* [Work to be completed] Starting at the line that contains "Can you see the lower", repeat each line exactly through the last line of the listing, and repeat nothing else.

* [Extracted data]
=== Begin Enclosure ===

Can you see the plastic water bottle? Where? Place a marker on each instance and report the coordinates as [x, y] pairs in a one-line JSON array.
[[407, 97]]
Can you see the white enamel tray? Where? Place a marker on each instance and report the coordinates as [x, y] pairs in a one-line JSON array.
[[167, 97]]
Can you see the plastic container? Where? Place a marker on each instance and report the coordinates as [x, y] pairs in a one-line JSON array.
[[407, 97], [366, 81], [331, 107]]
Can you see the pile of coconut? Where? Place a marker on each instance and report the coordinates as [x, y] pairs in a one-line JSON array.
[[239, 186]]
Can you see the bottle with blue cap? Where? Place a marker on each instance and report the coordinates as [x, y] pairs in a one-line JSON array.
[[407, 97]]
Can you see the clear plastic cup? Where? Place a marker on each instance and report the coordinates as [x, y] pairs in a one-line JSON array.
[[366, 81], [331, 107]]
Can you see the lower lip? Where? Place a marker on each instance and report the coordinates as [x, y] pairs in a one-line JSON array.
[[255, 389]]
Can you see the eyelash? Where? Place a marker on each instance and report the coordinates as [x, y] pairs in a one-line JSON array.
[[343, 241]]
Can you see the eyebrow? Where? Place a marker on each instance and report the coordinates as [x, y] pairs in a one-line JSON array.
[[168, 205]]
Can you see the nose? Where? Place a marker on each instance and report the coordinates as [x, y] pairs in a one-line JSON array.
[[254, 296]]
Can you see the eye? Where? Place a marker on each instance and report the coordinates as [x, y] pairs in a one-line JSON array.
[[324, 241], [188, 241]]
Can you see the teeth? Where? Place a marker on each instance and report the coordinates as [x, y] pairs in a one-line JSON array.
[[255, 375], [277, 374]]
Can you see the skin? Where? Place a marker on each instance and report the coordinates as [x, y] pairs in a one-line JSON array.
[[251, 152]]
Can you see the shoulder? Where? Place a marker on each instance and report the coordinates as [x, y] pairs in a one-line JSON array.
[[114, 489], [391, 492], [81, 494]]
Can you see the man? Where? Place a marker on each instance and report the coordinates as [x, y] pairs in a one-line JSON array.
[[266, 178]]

=== End Enclosure ===

* [Answer box]
Can you see the lower lip? Where? Place a marker on each instance and report the coordinates as [x, y] pairs in a one-line JSON array.
[[255, 389]]
Can you see the eyelash? Where? Place a marker on each instance and report the coordinates as [x, y] pairs in a one-line JSON array.
[[343, 241]]
Can you see the eyebrow? Where? Place a marker on each instance and report the coordinates as [x, y] pairs in a one-line JSON array.
[[168, 205]]
Can you see the nose? Where? Place a marker on each instance and report the coordinates as [x, y] pairs in a one-line JSON array.
[[254, 296]]
Can you see the eye? Where? Place a marker on each instance and report the coordinates as [x, y] pairs in a one-line JSON array.
[[324, 241], [188, 241]]
Can you see the teeth? Where? Place a marker on each instance and report the coordinates as [x, y] pairs in a one-line JSON array.
[[255, 375], [277, 374]]
Can you see the skin? Where? Place a marker on each instance and report the coordinates as [x, y] pairs in a one-line JSON array.
[[251, 152]]
Can you see the shoulder? Where? Place a marker on each instance and report the coordinates as [x, y] pairs in a one-line JSON array.
[[114, 489], [391, 492], [81, 494]]
Can you see the man? Where? Place a marker on each instance and report the coordinates as [x, y] pairs in a one-line JSON array.
[[266, 178]]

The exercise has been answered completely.